From the items below, pick out every line that contains the string "vertical" and copy each of those lines. Only matches with the same uppercase and lowercase letters count.

━━━━━ DATA ENTRIES ━━━━━

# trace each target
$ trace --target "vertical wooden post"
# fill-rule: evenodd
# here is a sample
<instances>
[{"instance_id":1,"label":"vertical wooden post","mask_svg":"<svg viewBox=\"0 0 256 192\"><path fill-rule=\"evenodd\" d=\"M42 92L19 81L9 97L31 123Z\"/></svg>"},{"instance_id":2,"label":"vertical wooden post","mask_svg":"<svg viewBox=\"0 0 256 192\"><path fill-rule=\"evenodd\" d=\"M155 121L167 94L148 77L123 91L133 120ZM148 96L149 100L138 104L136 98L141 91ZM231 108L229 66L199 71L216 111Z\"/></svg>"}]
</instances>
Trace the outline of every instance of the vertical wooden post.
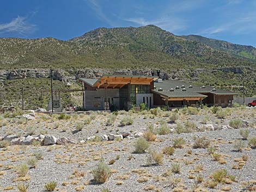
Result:
<instances>
[{"instance_id":1,"label":"vertical wooden post","mask_svg":"<svg viewBox=\"0 0 256 192\"><path fill-rule=\"evenodd\" d=\"M22 87L22 110L24 110L24 88Z\"/></svg>"}]
</instances>

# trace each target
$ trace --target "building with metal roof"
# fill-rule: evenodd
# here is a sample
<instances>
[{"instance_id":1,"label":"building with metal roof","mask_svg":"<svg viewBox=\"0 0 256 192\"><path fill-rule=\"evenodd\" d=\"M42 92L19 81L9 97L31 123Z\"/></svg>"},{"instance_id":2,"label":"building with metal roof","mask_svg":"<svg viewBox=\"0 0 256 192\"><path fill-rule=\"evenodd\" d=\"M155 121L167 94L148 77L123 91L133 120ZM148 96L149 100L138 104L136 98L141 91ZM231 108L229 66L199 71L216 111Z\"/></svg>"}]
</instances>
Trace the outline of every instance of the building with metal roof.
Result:
<instances>
[{"instance_id":1,"label":"building with metal roof","mask_svg":"<svg viewBox=\"0 0 256 192\"><path fill-rule=\"evenodd\" d=\"M185 82L162 80L158 76L106 75L99 79L81 78L84 83L86 110L129 109L145 103L149 108L196 106L227 107L236 93Z\"/></svg>"}]
</instances>

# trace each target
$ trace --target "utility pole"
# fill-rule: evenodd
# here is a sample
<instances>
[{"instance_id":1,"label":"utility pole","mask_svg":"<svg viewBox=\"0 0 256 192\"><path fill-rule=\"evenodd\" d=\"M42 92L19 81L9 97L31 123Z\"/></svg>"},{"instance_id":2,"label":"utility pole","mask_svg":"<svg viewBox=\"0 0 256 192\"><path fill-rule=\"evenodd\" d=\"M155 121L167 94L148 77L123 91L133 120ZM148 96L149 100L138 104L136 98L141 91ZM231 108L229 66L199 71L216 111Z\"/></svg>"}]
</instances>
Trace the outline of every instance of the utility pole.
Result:
<instances>
[{"instance_id":1,"label":"utility pole","mask_svg":"<svg viewBox=\"0 0 256 192\"><path fill-rule=\"evenodd\" d=\"M22 110L24 110L24 88L22 87Z\"/></svg>"},{"instance_id":2,"label":"utility pole","mask_svg":"<svg viewBox=\"0 0 256 192\"><path fill-rule=\"evenodd\" d=\"M50 66L51 70L51 95L52 97L52 113L53 113L53 95L52 91L52 66Z\"/></svg>"}]
</instances>

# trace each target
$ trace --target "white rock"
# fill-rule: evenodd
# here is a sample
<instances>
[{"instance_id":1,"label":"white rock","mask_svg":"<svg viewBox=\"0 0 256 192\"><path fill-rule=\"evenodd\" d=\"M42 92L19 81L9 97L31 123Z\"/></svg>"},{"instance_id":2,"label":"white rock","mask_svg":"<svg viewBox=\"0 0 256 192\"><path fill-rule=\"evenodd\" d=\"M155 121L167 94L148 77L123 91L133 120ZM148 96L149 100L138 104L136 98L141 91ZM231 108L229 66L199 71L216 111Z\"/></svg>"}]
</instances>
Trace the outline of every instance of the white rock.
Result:
<instances>
[{"instance_id":1,"label":"white rock","mask_svg":"<svg viewBox=\"0 0 256 192\"><path fill-rule=\"evenodd\" d=\"M134 137L135 138L137 138L138 137L143 137L143 133L142 132L138 132L138 133L136 133L135 134L134 134Z\"/></svg>"},{"instance_id":2,"label":"white rock","mask_svg":"<svg viewBox=\"0 0 256 192\"><path fill-rule=\"evenodd\" d=\"M5 136L5 137L4 138L4 140L7 140L10 141L11 141L13 139L16 139L16 138L19 138L19 137L17 136L16 135L11 134L11 135L9 135Z\"/></svg>"},{"instance_id":3,"label":"white rock","mask_svg":"<svg viewBox=\"0 0 256 192\"><path fill-rule=\"evenodd\" d=\"M21 145L22 140L20 138L13 139L11 141L11 145Z\"/></svg>"},{"instance_id":4,"label":"white rock","mask_svg":"<svg viewBox=\"0 0 256 192\"><path fill-rule=\"evenodd\" d=\"M88 138L87 138L87 139L86 139L86 140L87 141L92 141L93 140L94 140L95 138L95 136L92 136L92 137L89 137Z\"/></svg>"},{"instance_id":5,"label":"white rock","mask_svg":"<svg viewBox=\"0 0 256 192\"><path fill-rule=\"evenodd\" d=\"M31 145L32 143L33 140L34 140L34 138L31 135L28 135L25 138L25 139L22 141L22 144Z\"/></svg>"},{"instance_id":6,"label":"white rock","mask_svg":"<svg viewBox=\"0 0 256 192\"><path fill-rule=\"evenodd\" d=\"M55 144L57 143L57 138L50 135L45 135L45 139L44 139L44 145L49 145Z\"/></svg>"},{"instance_id":7,"label":"white rock","mask_svg":"<svg viewBox=\"0 0 256 192\"><path fill-rule=\"evenodd\" d=\"M110 133L109 134L108 134L108 136L107 137L107 138L109 141L113 141L115 138L115 135L113 134Z\"/></svg>"},{"instance_id":8,"label":"white rock","mask_svg":"<svg viewBox=\"0 0 256 192\"><path fill-rule=\"evenodd\" d=\"M102 141L107 141L108 140L108 138L107 135L101 135L101 140Z\"/></svg>"},{"instance_id":9,"label":"white rock","mask_svg":"<svg viewBox=\"0 0 256 192\"><path fill-rule=\"evenodd\" d=\"M123 139L123 135L114 135L114 140L116 140L116 139Z\"/></svg>"}]
</instances>

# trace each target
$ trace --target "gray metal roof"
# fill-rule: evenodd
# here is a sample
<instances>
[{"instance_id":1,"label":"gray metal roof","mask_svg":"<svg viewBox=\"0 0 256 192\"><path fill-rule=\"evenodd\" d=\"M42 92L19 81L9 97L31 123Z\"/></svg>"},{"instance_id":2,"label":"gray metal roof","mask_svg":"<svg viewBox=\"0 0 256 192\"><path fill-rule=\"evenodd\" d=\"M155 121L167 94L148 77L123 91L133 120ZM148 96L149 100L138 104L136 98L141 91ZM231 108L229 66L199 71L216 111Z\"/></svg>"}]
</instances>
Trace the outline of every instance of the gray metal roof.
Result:
<instances>
[{"instance_id":1,"label":"gray metal roof","mask_svg":"<svg viewBox=\"0 0 256 192\"><path fill-rule=\"evenodd\" d=\"M80 78L80 79L92 86L93 86L99 80L98 79L90 79L86 78Z\"/></svg>"},{"instance_id":2,"label":"gray metal roof","mask_svg":"<svg viewBox=\"0 0 256 192\"><path fill-rule=\"evenodd\" d=\"M154 86L155 89L154 92L168 97L200 97L205 96L204 94L209 92L215 95L236 95L233 91L210 86L196 85L173 80L164 80L161 83L155 82ZM185 89L185 91L182 91L182 89Z\"/></svg>"}]
</instances>

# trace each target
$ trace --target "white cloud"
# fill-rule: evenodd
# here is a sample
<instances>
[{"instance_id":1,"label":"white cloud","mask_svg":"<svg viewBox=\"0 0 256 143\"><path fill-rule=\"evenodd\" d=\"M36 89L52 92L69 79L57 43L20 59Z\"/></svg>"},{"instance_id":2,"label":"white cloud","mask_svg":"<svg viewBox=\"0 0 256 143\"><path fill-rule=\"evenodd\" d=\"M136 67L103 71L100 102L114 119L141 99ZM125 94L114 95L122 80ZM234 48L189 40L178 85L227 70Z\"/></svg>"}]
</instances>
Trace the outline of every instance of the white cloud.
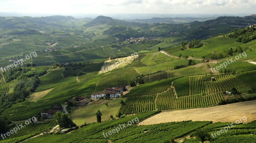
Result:
<instances>
[{"instance_id":1,"label":"white cloud","mask_svg":"<svg viewBox=\"0 0 256 143\"><path fill-rule=\"evenodd\" d=\"M0 11L72 13L232 14L255 12L252 0L0 0Z\"/></svg>"}]
</instances>

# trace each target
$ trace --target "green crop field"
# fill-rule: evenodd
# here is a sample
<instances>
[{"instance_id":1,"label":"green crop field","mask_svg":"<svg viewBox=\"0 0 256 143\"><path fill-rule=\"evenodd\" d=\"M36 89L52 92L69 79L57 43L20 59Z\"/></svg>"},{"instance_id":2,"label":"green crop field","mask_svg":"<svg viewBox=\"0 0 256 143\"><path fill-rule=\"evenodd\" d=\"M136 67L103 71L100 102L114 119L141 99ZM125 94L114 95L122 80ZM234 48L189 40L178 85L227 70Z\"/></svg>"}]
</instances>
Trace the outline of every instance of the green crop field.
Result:
<instances>
[{"instance_id":1,"label":"green crop field","mask_svg":"<svg viewBox=\"0 0 256 143\"><path fill-rule=\"evenodd\" d=\"M119 19L86 15L0 17L0 68L11 68L0 70L1 133L34 116L40 120L0 139L0 143L169 143L172 138L172 142L198 143L197 129L211 133L231 123L213 124L219 121L213 118L139 122L156 120L165 113L162 112L219 109L225 107L219 105L245 105L248 102L244 101L256 99L256 31L247 27L255 24L255 17L147 19L144 15L132 20L127 18L140 14ZM12 66L14 61L34 52L36 56ZM135 52L138 57L127 61ZM231 59L234 61L221 68ZM92 93L120 85L127 90L117 98L91 97ZM89 103L77 106L71 100L77 96L86 97ZM60 105L67 106L68 116L79 128L45 133L56 126L56 119L41 118L40 113ZM102 114L99 123L98 110ZM253 121L255 113L251 110L237 116L246 113ZM136 118L139 121L128 125ZM104 137L121 125L127 127ZM255 121L237 125L205 142L254 143L256 129Z\"/></svg>"}]
</instances>

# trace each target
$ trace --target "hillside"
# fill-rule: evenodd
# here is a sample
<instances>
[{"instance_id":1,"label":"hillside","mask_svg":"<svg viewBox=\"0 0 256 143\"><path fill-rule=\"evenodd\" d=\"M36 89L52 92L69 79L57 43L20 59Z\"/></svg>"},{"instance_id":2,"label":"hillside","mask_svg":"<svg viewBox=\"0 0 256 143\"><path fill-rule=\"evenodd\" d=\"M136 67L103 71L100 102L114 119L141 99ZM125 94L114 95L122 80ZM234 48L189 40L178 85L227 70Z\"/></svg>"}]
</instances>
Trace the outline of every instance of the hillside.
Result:
<instances>
[{"instance_id":1,"label":"hillside","mask_svg":"<svg viewBox=\"0 0 256 143\"><path fill-rule=\"evenodd\" d=\"M256 139L253 104L246 104L256 99L256 29L247 26L254 18L223 17L175 24L104 16L89 22L60 16L1 18L0 67L26 60L0 70L1 129L5 132L12 122L23 123L34 116L40 122L0 143L166 143L172 138L177 142L198 142L198 130L215 132L247 115L250 123L237 124L207 140ZM127 90L108 99L105 89L121 85ZM106 96L93 98L99 94ZM66 119L79 128L71 133L50 133L56 124L41 118L41 113L56 107L67 110ZM216 117L216 111L207 114L208 108L222 110L225 119ZM245 109L252 111L242 115ZM227 113L237 111L239 116ZM191 112L193 118L188 117ZM199 119L200 113L214 117ZM156 118L164 121L143 123ZM139 121L127 125L135 119ZM127 128L106 137L103 133L119 125Z\"/></svg>"}]
</instances>

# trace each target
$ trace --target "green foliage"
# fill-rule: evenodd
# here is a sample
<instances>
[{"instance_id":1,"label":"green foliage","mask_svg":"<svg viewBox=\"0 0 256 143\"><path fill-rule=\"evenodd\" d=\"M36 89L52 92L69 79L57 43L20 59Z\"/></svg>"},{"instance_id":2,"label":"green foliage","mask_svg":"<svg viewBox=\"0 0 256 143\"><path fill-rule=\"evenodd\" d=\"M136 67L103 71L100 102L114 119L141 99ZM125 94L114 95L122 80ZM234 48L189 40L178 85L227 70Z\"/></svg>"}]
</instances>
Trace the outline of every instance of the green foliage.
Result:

━━━━━

▶ [SOLUTION TO THIS PROBLEM]:
$ trace --target "vertical wooden post"
[{"instance_id":1,"label":"vertical wooden post","mask_svg":"<svg viewBox=\"0 0 256 192\"><path fill-rule=\"evenodd\" d=\"M42 92L19 81L9 97L31 123Z\"/></svg>"},{"instance_id":2,"label":"vertical wooden post","mask_svg":"<svg viewBox=\"0 0 256 192\"><path fill-rule=\"evenodd\" d=\"M155 121L167 94L148 77L123 91L133 120ZM148 96L149 100L138 104L136 98L141 91ZM231 108L229 66L199 71L216 111Z\"/></svg>"}]
Trace the outline of every instance of the vertical wooden post.
[{"instance_id":1,"label":"vertical wooden post","mask_svg":"<svg viewBox=\"0 0 256 192\"><path fill-rule=\"evenodd\" d=\"M22 87L22 110L24 110L24 88Z\"/></svg>"}]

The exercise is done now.